Exercise requirements. Would you return the full listing exactly, with nothing altered?

>>>

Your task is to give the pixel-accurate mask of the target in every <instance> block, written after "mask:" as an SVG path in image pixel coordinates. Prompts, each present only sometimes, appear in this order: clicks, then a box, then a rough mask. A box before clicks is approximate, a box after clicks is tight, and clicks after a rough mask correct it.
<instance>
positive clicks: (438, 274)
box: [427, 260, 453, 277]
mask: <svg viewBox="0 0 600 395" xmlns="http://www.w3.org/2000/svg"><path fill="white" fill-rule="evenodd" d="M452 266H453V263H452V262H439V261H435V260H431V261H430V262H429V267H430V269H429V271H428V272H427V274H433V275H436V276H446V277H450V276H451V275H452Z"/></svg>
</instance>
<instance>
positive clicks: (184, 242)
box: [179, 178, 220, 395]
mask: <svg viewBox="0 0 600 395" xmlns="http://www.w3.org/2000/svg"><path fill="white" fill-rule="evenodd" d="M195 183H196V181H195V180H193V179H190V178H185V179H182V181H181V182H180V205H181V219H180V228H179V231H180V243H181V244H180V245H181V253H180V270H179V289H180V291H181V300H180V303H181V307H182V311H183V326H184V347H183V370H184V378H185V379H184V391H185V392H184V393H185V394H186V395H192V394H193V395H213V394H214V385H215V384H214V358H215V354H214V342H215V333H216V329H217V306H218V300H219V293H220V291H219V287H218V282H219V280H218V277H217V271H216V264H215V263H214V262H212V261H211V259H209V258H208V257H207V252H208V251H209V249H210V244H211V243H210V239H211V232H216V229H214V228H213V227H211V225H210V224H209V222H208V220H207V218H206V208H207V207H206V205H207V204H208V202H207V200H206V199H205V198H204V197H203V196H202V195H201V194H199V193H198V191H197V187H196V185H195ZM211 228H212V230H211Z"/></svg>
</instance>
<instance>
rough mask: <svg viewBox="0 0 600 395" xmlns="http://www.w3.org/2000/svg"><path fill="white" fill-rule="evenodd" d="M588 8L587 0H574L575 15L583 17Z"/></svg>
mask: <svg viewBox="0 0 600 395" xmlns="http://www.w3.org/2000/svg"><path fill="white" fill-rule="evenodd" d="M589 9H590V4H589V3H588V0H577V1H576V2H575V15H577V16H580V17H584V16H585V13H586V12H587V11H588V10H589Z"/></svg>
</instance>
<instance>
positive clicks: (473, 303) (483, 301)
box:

<<<

Task answer.
Your task is to give the pixel-accurate mask of the target in every <instance> block, written after "mask:" as an SVG path in image pixel coordinates. Prompts, each present only sometimes, appear in this order: clicks, then a box, then a rough mask. A box before clicks is approximate, a box after clicks is tight, and clicks after a rough mask correct it.
<instance>
positive clicks: (438, 274)
box: [427, 260, 453, 277]
mask: <svg viewBox="0 0 600 395" xmlns="http://www.w3.org/2000/svg"><path fill="white" fill-rule="evenodd" d="M452 266H453V263H452V262H439V261H435V260H431V261H430V262H429V267H430V269H429V271H428V272H427V274H433V275H436V276H446V277H450V276H451V275H452Z"/></svg>
</instance>
<instance>
positive clicks: (184, 242)
box: [179, 178, 220, 395]
mask: <svg viewBox="0 0 600 395" xmlns="http://www.w3.org/2000/svg"><path fill="white" fill-rule="evenodd" d="M195 183H196V181H195V180H193V179H190V178H185V179H182V181H181V182H180V205H181V219H180V228H179V231H180V243H181V244H180V245H181V253H180V270H179V289H180V291H181V300H180V303H181V307H182V311H183V326H184V347H183V370H184V378H185V379H184V391H185V392H184V393H185V394H186V395H192V394H193V395H213V394H214V385H215V384H214V358H215V354H214V342H215V333H216V329H217V306H218V300H219V293H220V291H219V287H218V282H219V280H218V277H217V271H216V264H215V263H214V262H212V261H211V259H209V258H208V257H207V252H208V251H209V249H210V244H211V243H210V239H211V232H216V229H214V228H213V227H211V225H210V224H209V222H208V220H207V218H206V208H207V207H206V205H207V204H208V202H207V200H206V199H205V198H204V197H203V196H202V195H201V194H199V193H198V191H197V187H196V185H195ZM211 228H212V230H211Z"/></svg>
</instance>
<instance>
rough mask: <svg viewBox="0 0 600 395" xmlns="http://www.w3.org/2000/svg"><path fill="white" fill-rule="evenodd" d="M588 8L587 0H574L575 15L583 17Z"/></svg>
mask: <svg viewBox="0 0 600 395" xmlns="http://www.w3.org/2000/svg"><path fill="white" fill-rule="evenodd" d="M589 9H590V4H589V3H588V0H577V1H576V2H575V15H577V16H580V17H584V16H585V13H586V12H587V11H588V10H589Z"/></svg>
</instance>
<instance>
positive clicks: (473, 303) (483, 301)
box:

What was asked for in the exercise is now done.